--- Input for this task ---
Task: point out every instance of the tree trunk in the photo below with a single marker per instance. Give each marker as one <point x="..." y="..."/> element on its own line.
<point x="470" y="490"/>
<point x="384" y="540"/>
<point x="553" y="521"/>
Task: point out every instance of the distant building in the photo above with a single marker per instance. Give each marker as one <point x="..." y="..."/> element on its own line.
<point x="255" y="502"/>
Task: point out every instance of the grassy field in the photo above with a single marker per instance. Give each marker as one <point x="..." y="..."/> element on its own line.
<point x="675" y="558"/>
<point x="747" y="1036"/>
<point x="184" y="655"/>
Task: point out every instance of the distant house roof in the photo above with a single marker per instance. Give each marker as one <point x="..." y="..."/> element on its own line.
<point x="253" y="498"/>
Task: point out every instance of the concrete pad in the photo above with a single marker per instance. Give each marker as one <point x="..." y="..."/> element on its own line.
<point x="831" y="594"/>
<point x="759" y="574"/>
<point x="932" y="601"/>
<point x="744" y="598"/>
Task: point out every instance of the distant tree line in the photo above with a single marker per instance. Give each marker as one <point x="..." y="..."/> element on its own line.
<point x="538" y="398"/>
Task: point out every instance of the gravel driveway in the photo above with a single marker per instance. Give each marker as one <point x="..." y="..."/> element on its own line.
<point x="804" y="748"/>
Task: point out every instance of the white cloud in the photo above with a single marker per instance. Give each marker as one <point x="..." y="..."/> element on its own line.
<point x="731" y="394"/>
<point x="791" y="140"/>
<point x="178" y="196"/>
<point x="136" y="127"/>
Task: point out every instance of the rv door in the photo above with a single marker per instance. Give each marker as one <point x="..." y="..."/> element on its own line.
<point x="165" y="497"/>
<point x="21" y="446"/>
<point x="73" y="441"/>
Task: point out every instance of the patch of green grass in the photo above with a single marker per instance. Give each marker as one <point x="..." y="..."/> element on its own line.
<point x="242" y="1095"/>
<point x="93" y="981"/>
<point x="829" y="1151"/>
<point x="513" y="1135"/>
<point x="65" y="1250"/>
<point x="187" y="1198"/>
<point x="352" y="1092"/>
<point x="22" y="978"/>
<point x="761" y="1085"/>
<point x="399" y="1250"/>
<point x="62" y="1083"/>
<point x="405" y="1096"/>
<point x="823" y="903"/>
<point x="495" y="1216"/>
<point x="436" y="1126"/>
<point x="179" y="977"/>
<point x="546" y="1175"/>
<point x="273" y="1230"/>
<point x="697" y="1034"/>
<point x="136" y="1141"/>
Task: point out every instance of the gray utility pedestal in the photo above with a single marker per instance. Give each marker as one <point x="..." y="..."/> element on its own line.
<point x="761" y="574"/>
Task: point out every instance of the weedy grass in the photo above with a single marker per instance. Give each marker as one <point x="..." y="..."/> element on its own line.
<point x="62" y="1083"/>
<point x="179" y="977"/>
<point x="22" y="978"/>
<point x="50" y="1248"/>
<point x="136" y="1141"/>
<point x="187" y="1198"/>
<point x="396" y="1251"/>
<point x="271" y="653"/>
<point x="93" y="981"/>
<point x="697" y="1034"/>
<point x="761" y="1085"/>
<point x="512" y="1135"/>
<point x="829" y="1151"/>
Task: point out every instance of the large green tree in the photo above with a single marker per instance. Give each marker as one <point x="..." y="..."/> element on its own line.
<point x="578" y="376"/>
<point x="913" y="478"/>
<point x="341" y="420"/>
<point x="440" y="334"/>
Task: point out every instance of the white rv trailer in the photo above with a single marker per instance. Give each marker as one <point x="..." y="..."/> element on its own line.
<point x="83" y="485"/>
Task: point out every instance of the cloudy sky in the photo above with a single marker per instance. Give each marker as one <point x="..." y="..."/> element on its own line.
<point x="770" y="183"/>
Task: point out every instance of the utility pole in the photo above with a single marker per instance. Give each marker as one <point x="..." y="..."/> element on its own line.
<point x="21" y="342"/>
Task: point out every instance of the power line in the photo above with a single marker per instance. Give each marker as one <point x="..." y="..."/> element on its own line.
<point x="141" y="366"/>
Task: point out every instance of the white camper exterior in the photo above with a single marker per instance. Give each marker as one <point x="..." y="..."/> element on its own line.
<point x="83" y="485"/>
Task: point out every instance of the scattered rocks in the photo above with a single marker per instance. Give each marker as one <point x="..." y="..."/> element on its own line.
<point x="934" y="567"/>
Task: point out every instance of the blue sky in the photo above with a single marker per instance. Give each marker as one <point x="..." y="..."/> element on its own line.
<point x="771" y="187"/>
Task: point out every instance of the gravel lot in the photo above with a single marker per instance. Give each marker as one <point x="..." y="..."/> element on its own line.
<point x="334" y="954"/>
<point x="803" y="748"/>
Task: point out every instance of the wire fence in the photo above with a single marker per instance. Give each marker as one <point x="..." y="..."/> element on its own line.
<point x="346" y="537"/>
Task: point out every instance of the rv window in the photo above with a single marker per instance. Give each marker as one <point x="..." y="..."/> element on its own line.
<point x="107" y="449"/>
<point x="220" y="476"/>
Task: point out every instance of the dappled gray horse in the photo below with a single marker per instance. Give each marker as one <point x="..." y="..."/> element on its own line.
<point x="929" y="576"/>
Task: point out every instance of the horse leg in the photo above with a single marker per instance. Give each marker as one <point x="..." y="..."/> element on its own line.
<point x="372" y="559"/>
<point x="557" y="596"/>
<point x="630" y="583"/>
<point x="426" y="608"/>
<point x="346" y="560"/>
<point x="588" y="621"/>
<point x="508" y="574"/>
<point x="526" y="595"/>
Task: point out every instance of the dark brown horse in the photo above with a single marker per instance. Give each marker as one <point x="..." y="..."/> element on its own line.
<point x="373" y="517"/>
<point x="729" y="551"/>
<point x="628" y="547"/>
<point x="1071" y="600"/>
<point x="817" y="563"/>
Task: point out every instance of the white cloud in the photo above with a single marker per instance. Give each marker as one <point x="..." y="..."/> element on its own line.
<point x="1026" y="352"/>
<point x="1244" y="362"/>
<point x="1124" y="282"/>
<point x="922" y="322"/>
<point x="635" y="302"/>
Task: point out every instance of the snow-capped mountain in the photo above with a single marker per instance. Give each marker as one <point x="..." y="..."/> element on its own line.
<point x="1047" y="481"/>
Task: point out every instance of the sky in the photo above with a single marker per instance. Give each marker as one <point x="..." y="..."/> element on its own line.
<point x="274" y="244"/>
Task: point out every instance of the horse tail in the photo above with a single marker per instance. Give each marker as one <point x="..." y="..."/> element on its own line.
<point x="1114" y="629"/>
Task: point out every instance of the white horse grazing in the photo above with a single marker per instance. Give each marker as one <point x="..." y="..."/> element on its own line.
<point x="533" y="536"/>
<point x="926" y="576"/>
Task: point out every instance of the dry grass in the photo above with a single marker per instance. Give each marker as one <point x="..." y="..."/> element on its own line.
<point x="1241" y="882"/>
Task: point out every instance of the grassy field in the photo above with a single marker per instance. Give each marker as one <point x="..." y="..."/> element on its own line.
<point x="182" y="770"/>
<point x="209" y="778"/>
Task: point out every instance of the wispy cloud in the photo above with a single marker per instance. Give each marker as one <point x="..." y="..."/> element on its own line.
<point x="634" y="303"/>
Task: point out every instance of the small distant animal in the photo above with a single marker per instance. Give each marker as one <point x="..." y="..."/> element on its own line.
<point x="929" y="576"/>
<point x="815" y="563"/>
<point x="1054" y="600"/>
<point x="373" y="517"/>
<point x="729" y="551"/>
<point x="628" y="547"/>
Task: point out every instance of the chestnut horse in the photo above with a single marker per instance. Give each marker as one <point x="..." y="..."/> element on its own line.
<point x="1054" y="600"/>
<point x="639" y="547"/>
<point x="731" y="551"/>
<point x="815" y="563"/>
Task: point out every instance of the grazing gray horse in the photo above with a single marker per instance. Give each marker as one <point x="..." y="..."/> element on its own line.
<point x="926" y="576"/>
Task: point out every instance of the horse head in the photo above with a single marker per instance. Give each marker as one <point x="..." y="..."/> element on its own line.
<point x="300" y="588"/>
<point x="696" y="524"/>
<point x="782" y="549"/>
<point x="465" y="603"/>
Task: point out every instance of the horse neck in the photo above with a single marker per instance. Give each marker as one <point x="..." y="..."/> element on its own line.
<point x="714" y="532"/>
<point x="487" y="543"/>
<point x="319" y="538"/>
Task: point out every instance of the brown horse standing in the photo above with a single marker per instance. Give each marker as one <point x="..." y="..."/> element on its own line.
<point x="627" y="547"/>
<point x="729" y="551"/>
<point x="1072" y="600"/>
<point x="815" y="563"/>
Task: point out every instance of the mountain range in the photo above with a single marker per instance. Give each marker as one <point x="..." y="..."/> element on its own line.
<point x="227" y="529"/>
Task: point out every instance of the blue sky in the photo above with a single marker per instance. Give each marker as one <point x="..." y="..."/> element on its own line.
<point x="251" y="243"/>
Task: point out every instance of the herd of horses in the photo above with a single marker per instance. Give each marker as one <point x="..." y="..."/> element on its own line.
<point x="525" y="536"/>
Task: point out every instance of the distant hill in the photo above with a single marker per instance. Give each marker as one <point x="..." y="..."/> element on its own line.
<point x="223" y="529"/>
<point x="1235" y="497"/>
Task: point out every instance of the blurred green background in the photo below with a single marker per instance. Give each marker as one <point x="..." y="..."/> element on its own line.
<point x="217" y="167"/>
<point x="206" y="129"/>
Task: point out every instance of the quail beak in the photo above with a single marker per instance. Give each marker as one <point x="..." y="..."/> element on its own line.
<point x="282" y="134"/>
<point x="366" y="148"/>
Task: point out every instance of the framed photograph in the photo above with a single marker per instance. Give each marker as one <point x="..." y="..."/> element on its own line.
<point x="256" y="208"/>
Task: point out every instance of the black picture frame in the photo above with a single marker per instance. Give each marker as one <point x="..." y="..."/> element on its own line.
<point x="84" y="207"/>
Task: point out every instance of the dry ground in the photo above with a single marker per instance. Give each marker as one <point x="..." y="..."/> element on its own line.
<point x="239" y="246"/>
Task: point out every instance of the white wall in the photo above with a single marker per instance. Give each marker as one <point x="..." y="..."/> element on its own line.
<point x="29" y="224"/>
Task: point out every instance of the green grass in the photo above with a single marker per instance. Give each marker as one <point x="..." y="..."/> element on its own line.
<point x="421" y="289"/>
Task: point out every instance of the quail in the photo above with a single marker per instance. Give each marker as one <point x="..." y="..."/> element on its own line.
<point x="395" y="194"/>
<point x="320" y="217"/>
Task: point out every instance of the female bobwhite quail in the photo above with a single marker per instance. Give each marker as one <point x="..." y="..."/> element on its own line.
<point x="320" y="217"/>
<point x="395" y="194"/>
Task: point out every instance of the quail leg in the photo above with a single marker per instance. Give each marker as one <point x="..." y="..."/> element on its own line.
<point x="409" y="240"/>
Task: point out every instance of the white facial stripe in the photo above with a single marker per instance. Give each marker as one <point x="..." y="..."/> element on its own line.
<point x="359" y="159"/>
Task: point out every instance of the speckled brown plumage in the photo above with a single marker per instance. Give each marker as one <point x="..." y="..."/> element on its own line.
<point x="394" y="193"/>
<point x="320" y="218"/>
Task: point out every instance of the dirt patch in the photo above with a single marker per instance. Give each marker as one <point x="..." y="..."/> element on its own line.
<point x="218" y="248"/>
---
Stated exercise
Can you write out, word for word, every line of the material from the one containing "Task: point out every instance of the quail in" through the final line, both ends included?

Exercise solution
Task: point out every instance of the quail in the photo above with a single marker per instance. Give each marker as one <point x="..." y="..."/> element on its own line.
<point x="395" y="194"/>
<point x="320" y="217"/>
Task: point out every instance of the female bobwhite quail in the photo above with a single marker per instance. Give each marker as one <point x="..." y="..."/> element on its own line.
<point x="320" y="217"/>
<point x="395" y="194"/>
Task: point out every instance of the quail leg in the photo above with a single marker per instance. Give each marker as one <point x="..." y="..."/> element on its own line.
<point x="409" y="240"/>
Task: point out every instance of the white facial stripe in the photo above with a single marker per instance. Give each marker as one <point x="..." y="..."/> element on its own line.
<point x="359" y="159"/>
Task: point out every instance of the speckled brown plumage in the photo above with a single marker per instance. Give each marker as one <point x="..." y="..."/> element on its own line.
<point x="394" y="193"/>
<point x="320" y="218"/>
Task: point out every instance of the dirt patch in the photo above with a single marker per instance. Give each marker as one <point x="..." y="..."/> element on its own line.
<point x="218" y="248"/>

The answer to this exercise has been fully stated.